──────── Material for this task ────────
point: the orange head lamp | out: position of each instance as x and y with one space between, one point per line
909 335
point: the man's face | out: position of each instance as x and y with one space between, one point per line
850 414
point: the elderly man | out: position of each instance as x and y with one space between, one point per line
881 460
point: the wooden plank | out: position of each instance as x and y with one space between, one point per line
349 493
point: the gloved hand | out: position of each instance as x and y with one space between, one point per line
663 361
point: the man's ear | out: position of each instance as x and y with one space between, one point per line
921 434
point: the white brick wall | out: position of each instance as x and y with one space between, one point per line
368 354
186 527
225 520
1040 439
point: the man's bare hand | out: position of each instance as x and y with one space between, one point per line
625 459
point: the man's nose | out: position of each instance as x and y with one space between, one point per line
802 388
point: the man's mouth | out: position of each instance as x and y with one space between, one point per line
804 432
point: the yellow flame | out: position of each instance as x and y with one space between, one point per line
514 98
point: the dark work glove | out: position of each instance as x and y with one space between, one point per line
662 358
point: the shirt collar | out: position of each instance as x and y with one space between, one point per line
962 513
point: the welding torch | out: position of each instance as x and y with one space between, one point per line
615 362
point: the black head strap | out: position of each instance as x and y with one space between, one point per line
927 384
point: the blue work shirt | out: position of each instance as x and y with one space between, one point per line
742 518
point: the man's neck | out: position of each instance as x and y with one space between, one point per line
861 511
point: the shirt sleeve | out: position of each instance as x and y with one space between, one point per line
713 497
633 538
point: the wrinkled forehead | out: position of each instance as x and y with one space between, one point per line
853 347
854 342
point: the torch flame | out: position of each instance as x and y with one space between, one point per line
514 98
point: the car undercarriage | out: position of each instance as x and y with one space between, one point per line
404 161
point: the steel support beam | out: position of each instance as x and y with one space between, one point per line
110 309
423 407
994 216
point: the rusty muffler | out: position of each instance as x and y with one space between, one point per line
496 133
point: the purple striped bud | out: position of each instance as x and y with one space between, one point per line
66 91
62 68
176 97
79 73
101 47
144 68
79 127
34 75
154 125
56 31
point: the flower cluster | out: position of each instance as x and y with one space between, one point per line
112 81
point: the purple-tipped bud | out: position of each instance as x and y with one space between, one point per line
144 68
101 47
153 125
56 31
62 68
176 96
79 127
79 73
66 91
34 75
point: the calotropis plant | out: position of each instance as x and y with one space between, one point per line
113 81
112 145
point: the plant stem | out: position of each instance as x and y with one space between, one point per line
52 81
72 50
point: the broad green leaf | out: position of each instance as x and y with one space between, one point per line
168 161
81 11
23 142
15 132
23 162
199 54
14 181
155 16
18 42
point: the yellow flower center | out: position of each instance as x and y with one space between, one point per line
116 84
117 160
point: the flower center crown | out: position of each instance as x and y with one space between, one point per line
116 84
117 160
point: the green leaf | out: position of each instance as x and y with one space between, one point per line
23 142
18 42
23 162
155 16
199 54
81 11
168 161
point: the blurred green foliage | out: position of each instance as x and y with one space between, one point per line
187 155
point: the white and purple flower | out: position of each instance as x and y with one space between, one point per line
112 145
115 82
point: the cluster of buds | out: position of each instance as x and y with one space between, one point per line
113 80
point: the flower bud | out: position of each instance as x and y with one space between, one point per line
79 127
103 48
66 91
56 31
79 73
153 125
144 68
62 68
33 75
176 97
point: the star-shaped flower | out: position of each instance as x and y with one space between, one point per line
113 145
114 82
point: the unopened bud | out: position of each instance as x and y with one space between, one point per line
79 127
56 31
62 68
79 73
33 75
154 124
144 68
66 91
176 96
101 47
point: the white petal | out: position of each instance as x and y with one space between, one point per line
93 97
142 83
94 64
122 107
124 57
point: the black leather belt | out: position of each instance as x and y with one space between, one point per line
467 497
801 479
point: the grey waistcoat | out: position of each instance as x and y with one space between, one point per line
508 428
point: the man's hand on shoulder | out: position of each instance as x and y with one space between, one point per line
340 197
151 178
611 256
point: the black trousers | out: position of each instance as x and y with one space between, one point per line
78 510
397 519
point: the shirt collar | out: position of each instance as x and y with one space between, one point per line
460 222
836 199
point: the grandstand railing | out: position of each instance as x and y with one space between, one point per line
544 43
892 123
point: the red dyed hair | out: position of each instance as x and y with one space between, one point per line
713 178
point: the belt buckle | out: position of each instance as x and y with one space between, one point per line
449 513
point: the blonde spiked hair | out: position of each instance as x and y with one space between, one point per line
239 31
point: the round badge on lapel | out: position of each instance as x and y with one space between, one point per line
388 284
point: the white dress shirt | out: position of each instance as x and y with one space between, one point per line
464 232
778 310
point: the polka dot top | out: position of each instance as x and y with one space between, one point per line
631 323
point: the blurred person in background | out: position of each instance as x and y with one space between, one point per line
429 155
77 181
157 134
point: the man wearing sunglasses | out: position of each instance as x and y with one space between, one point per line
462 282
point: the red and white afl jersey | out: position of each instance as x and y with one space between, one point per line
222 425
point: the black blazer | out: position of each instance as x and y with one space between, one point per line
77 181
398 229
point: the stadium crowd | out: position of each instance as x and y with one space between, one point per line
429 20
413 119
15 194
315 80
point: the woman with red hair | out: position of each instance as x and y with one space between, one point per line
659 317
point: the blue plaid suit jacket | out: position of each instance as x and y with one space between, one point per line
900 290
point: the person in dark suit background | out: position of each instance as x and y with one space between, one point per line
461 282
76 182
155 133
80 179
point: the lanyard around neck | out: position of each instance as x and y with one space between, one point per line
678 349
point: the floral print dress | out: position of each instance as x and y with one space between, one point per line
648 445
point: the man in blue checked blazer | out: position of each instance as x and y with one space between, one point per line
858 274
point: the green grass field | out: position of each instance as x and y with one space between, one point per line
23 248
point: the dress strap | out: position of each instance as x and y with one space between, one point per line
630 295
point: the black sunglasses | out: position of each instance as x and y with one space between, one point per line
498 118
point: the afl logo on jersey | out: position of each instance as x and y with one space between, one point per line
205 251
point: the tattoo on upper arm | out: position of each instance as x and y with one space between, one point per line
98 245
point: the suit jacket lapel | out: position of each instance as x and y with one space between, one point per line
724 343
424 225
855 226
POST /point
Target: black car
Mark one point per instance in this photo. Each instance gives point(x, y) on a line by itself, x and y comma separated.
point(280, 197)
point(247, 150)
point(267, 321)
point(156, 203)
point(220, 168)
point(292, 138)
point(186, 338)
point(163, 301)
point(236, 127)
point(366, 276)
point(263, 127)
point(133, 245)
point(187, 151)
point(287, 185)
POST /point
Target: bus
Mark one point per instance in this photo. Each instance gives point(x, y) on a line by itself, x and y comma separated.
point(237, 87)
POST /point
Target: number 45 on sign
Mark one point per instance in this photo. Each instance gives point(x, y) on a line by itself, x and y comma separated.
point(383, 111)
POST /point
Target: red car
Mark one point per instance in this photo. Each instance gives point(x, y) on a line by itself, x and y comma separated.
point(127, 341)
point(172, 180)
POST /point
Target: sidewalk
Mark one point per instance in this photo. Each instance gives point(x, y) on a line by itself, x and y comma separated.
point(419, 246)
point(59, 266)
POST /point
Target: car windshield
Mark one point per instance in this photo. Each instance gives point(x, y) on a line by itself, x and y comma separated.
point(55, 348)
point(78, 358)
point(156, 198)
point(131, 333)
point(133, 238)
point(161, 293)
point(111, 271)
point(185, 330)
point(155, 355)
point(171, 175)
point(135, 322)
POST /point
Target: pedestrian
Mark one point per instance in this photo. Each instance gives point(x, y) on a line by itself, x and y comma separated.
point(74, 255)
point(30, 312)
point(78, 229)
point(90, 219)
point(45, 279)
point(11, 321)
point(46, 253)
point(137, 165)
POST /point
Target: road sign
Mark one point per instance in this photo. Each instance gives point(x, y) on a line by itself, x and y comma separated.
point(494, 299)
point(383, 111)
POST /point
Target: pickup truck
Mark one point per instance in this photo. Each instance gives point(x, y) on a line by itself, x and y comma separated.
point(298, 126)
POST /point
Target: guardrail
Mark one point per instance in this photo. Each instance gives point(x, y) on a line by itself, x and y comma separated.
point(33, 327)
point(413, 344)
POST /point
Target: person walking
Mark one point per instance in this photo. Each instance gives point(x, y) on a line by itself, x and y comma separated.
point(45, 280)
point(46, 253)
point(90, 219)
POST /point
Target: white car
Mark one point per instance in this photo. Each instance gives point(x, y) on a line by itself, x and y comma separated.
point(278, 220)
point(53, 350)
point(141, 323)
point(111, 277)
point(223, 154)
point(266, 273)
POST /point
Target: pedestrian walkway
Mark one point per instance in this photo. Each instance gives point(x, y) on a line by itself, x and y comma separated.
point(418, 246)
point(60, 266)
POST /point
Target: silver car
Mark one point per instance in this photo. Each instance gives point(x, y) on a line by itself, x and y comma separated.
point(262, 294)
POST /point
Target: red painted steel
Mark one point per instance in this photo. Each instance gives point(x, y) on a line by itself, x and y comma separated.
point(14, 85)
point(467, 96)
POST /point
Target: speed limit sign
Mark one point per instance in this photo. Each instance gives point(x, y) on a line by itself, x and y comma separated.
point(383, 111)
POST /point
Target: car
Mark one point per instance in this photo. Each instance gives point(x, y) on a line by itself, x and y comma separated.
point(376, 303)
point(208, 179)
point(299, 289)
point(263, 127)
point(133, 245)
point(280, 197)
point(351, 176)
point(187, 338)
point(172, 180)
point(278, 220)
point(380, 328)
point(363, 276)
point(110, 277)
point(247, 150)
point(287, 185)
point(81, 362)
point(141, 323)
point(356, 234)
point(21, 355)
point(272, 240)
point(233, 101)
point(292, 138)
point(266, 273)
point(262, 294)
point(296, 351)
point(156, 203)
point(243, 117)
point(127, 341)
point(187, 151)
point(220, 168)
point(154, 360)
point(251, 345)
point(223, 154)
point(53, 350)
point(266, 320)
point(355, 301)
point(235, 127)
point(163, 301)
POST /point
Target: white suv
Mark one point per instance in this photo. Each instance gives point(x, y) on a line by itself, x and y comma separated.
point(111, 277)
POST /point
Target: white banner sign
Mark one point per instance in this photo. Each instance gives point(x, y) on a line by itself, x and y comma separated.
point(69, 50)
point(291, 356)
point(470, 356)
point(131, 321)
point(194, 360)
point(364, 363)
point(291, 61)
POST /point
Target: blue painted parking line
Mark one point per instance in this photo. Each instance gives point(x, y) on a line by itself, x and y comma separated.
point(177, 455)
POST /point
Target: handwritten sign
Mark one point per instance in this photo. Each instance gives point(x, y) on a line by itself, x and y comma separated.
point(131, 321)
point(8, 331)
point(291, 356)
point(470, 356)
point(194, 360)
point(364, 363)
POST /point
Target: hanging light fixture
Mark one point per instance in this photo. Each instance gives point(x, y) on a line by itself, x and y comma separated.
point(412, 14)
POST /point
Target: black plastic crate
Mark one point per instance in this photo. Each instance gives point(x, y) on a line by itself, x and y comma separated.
────────
*What you should do:* Among the records above, find each line containing the string "pedestrian" and copy it.

*Output of the task:*
Target: pedestrian
Target: pedestrian walkway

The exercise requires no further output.